**WORK INSTRUCTION:**
Extend the article about preparing HMCS Montreal for its Operation Reassurance deployment, picking up after its last paragraph.

**PAGE TEXT:**
By Joanie Veitch
When HMCS Montreal left Halifax on January 19, 2022, the effort to get the ship “over the horizon” was the culmination of a huge amount of planning and preparation.
This involved not just the ship’s company, but a large number of fleet maintenance personnel behind the scenes – production workers and engineers working countless hours to ensure the Halifax-class frigate was ready to sail.
Their common goal? Get the ship fully operational for its high readiness mission, a six-month deployment on Operation Reassurance – a first for Montréal – as part of the Royal Canadian Navy’s ongoing support of Standing NATO Maritime Group 2 (SNMG2).
“The lead-up to a ship like Montréal going on a high readiness mission, that’s the hardest thing we do as a Navy. It’s a huge process and a ton of work – tens of thousands of hours,” said Lieutenant-Commander Ian Blay, an engineer at Fleet Engineering Readiness in Halifax.
As part of Fleet Engineering, Blay works with both Fleet Maintenance Facility Cape Scott (FMFCS) personnel and ship’s staff to ensure that all maintenance and repair work required for an upcoming deployment is identified and prioritized.
While the operational schedule for fleet vessels is mapped out on a five-year cycle, the most intense work period for a high readiness mission is the 18 months prior to the ship’s deployment.
“At its most basic, we look at what’s broken that we have to fix. Corrective maintenance is the first category of maintenance, but we’re also looking at preventative maintenance – what needs to be done so that things won’t break. Doing that helps us get ahead of things to ensure things go as smoothly as possible,” said Blay.

**SUPPLIED RECORDS:**
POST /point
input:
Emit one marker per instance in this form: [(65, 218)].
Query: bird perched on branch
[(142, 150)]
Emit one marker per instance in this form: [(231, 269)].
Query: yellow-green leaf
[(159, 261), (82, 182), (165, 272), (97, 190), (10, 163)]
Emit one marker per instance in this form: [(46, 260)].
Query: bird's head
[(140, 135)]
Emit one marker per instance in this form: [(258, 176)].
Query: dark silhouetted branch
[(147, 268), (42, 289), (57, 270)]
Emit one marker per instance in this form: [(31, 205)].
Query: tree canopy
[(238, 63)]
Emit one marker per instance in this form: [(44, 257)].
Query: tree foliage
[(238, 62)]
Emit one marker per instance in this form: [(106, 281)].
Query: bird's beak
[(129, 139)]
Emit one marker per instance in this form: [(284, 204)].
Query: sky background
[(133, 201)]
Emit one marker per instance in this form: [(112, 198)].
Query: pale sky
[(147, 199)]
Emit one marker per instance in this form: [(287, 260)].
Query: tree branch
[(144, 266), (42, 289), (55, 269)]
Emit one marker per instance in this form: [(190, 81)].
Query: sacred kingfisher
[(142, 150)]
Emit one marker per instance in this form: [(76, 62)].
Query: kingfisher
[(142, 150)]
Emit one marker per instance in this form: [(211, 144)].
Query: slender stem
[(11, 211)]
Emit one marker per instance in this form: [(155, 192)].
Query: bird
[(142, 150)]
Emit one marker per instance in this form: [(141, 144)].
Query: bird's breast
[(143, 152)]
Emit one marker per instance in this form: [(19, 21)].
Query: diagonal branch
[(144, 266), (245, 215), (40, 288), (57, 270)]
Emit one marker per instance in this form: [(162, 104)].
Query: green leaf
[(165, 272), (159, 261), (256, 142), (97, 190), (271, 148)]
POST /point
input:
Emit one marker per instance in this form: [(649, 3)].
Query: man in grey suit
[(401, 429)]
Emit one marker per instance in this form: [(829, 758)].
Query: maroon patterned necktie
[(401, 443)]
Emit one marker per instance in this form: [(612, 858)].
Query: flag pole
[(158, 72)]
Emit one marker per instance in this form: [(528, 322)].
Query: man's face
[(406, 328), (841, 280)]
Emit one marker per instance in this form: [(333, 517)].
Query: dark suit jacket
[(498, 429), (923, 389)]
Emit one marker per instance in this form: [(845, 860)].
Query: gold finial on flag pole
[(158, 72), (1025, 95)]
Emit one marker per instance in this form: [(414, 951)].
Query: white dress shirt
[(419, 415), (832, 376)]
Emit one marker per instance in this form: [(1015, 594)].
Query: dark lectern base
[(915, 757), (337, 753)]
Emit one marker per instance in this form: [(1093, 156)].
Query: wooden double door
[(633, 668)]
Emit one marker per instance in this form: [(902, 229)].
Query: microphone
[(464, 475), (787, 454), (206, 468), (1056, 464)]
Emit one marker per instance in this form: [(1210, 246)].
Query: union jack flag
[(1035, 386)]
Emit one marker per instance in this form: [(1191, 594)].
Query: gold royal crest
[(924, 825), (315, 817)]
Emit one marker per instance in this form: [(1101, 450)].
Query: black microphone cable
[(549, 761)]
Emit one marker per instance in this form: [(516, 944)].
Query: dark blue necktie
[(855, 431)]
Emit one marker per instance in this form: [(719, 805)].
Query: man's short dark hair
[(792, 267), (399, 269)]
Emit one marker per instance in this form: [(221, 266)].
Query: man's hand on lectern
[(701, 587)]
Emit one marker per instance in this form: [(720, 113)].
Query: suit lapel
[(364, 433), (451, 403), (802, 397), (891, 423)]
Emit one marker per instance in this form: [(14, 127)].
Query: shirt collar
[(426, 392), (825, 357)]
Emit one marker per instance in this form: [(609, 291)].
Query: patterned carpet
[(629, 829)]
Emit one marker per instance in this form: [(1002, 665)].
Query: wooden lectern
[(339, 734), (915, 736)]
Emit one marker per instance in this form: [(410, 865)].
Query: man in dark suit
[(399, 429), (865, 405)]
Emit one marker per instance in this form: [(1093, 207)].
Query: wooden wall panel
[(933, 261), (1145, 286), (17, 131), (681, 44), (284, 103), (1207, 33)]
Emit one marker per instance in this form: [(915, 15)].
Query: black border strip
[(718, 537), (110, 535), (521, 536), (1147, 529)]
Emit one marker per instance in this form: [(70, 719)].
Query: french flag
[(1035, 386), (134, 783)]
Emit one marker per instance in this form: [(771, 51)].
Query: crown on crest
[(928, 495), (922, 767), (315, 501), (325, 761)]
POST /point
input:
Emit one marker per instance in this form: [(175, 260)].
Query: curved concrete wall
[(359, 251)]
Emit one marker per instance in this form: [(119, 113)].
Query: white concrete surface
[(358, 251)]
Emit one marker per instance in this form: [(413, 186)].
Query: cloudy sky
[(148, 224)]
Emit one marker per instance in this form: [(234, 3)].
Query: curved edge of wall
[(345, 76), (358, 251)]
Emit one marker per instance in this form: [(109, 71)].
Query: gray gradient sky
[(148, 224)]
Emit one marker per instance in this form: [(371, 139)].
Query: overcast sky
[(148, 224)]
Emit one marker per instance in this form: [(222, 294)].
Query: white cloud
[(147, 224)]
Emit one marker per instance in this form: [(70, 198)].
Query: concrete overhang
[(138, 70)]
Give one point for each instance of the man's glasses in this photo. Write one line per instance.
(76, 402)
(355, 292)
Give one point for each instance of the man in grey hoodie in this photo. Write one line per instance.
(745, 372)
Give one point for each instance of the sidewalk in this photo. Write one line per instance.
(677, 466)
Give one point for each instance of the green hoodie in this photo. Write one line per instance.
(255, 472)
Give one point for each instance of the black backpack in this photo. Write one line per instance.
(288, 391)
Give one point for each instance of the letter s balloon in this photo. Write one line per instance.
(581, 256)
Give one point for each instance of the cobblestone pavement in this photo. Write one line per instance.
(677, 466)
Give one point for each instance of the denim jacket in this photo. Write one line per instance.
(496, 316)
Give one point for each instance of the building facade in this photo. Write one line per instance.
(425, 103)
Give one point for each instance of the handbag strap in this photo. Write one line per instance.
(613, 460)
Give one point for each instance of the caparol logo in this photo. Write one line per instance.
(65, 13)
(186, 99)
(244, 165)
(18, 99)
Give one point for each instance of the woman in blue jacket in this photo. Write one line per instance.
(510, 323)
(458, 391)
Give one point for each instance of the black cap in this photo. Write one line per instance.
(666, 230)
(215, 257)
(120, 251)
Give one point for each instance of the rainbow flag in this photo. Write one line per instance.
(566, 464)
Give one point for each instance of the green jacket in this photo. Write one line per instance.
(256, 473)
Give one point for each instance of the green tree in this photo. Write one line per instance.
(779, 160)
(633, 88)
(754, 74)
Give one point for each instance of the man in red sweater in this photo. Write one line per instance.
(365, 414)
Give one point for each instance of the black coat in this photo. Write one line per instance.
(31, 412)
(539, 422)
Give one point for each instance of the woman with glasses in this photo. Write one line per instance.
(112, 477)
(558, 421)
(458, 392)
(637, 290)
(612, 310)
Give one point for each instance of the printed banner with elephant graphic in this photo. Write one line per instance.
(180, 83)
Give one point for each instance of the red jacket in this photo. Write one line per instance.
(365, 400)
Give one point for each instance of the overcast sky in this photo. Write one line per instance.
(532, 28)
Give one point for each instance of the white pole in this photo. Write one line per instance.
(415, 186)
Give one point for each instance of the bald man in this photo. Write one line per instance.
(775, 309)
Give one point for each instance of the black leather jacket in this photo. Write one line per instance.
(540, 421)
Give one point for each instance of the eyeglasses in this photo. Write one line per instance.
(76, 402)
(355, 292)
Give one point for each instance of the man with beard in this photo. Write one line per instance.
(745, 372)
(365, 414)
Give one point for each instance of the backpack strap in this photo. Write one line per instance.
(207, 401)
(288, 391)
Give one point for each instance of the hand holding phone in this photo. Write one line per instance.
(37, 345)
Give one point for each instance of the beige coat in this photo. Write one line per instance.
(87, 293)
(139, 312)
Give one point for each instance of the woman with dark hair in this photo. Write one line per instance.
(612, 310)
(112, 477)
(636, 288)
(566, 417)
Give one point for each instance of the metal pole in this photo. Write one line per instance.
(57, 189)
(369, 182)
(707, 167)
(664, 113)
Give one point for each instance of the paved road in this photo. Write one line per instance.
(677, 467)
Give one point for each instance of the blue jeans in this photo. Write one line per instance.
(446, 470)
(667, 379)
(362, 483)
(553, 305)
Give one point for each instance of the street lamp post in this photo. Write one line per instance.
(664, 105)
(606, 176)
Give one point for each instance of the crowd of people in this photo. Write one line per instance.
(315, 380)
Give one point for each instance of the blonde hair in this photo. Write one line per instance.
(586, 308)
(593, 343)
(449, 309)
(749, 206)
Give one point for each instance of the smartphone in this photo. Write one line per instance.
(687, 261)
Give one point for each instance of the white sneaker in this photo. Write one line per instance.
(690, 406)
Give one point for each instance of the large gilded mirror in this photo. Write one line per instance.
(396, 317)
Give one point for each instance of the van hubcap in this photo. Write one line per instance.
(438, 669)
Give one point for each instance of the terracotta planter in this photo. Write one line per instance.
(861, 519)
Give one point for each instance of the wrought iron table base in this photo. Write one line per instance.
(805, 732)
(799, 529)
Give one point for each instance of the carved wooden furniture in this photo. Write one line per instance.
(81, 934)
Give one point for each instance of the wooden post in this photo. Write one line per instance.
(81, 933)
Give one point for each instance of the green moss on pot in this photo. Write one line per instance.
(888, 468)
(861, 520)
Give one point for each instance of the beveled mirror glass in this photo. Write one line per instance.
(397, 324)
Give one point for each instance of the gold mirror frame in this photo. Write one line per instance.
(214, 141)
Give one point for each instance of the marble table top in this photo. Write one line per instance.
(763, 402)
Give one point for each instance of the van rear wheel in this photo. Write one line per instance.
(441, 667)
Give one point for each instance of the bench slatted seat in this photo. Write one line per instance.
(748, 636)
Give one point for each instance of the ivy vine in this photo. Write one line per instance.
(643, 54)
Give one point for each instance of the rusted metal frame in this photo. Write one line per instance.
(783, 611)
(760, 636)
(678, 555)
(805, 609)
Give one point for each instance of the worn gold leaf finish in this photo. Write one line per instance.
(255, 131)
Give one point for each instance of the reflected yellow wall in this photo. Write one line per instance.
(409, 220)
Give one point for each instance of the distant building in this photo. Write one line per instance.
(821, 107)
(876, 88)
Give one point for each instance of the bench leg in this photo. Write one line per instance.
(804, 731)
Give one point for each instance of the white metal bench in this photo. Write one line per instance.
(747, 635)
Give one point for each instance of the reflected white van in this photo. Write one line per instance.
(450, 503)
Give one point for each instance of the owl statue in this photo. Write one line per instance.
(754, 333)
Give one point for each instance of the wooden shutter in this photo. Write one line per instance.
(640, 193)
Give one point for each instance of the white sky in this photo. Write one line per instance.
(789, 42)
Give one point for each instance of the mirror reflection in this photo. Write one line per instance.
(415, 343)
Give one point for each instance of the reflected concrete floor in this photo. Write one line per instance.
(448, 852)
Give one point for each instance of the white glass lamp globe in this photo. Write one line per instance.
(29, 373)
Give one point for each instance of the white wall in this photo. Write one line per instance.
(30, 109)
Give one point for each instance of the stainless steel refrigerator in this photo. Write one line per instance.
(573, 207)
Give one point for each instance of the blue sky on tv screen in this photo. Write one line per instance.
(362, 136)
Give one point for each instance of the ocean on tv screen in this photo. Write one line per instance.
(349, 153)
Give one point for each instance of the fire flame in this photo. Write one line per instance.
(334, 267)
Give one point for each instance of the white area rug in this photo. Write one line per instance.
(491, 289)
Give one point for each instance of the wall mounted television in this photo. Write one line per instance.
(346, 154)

**WRITTEN ANSWER:**
At the beginning of the maintenance schedule, the work mostly focuses on ensuring the ship will be safe both alongside and at sea. After any necessary hull work is completed, inspection and maintenance of damage control systems and firefighting equipment takes top priority before moving on to propellers, gas turbines and the propulsion diesel engine, as well as the navigation radars and other items.
The often-quoted adage that a warship needs to be able to float, move and fight leads us to the next phase of the maintenance schedule: combat systems engineering.
This is where Steve Watters and his team in the Combat Systems Engineering division at FMFCS come in. A civilian now, Watters was in the Navy for 17 years before retiring in 2007 and joining FMFCS in 2008 as the Combat Systems Engineering Officer.
Between last-minute requirements, new systems or software installations, frequent schedule and priority changes, as well as dealing with faults across multiple systems with work to be conducted alongside and at sea, it is never a simple task to get a ship “out the door”, said Watters.
“Every deployment has new systems or software installations, which always lead to a few gremlins that you have to work out.”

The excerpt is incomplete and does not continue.